_INPUT RECORDS_:
● ● ● ●

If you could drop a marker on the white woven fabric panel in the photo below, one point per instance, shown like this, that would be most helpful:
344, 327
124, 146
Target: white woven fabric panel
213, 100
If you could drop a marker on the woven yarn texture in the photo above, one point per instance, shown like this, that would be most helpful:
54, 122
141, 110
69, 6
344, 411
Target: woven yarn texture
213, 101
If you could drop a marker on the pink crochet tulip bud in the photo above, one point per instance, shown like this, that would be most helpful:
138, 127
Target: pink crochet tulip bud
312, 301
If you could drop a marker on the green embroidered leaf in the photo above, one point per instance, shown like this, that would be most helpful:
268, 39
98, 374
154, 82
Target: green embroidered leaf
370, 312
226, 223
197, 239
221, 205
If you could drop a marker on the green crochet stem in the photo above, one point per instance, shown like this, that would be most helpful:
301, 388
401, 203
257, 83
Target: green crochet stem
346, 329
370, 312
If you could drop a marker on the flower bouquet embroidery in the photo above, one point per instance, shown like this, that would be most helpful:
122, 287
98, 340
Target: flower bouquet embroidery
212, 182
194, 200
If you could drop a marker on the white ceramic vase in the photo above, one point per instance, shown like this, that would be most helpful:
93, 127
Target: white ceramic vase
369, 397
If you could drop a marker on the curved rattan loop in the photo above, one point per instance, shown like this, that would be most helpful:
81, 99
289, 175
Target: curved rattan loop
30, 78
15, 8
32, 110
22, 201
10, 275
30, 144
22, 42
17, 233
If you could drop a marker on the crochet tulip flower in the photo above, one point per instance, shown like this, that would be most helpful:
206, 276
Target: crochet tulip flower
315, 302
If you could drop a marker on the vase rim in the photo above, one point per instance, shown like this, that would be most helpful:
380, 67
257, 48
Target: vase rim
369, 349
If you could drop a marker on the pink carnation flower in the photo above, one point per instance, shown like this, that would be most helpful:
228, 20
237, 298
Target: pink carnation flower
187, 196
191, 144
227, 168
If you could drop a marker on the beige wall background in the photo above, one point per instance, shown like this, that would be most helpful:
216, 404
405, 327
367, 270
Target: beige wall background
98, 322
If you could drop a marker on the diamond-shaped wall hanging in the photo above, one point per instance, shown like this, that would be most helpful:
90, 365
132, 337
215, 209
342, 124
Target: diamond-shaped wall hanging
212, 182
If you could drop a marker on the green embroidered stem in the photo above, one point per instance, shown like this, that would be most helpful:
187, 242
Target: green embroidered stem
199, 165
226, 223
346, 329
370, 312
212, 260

● ● ● ●

_WHAT YOU WILL DO_:
Reproduce all of the entries verbatim.

_WORKED SOLUTION_:
If you could drop a marker on the white woven fabric panel in the photo below, one point per instance, shown like this, that would be most helpful:
344, 327
124, 146
Target: white woven fabric panel
213, 100
If you could drop a marker on the woven yarn texture in the photo above, one point per instance, shown like this, that would be most helpful:
54, 122
141, 110
69, 6
344, 411
Target: woven yarn texture
213, 101
If you could drop a marker on the pink crochet tulip bud in the photo above, one point per instance, shown like this, that would be most helpful:
138, 127
Target: pink crochet tulip bud
312, 301
If you could drop a marker on the green embroidered leaf in the photo above, one point per instance, shown like this, that would be most helpful:
268, 39
98, 374
154, 82
Target: green embroidered leaf
370, 312
226, 223
197, 239
221, 205
If you could drop a marker on the green crochet stem in the photo above, one point per instance, shown like this, that would be most helpful:
301, 388
401, 203
257, 83
Target: green crochet stem
346, 329
370, 312
If you could drop a marker on the flower bouquet embroidery in the photo above, one point per instance, shown like this, that would be most helpful:
122, 287
98, 340
Target: flower bouquet embroidery
212, 182
194, 200
If you could drop a marker on the white ceramic vase in the photo above, one point per instance, shown like this, that would be most helpful:
93, 127
Target: white ceramic vase
369, 397
If you could drop a marker on the curved rattan loop in the photo above, one point per instance, shown like this, that would be most helpful:
81, 99
289, 175
Target: curved rattan loop
30, 78
15, 8
32, 110
22, 201
10, 275
30, 144
22, 42
17, 233
If you could drop a marker on the crochet tulip flower in the photo above, one point per instance, shown like this, that would be most helpful:
206, 276
Target: crochet tulip flower
315, 302
If you could drop a marker on the vase rim in the photo above, one point per instance, shown like this, that would be most helpful:
380, 67
257, 48
Target: vase rim
369, 349
If you could drop a marker on the pink carnation flower in the photo above, one point per instance, shown like this, that would be most helpful:
228, 20
237, 298
Target: pink carnation flower
187, 196
191, 144
227, 168
If you could drop a marker on the beige wall background in the photo above, one point per instance, shown like this, that would be most helpful:
216, 404
405, 327
367, 270
Target: beige wall background
98, 322
If you could drop a marker on the diamond-shaped wall hanging in the photo above, one point per instance, shown like this, that would be most helpful:
90, 365
132, 337
215, 209
342, 124
Target: diamond-shaped wall hanging
212, 182
If you could drop a marker on the green embroidered stem in the photo above, one point per instance, shown like this, that would be most helpful:
187, 242
Target: green embroidered stem
199, 165
226, 223
346, 329
370, 312
212, 260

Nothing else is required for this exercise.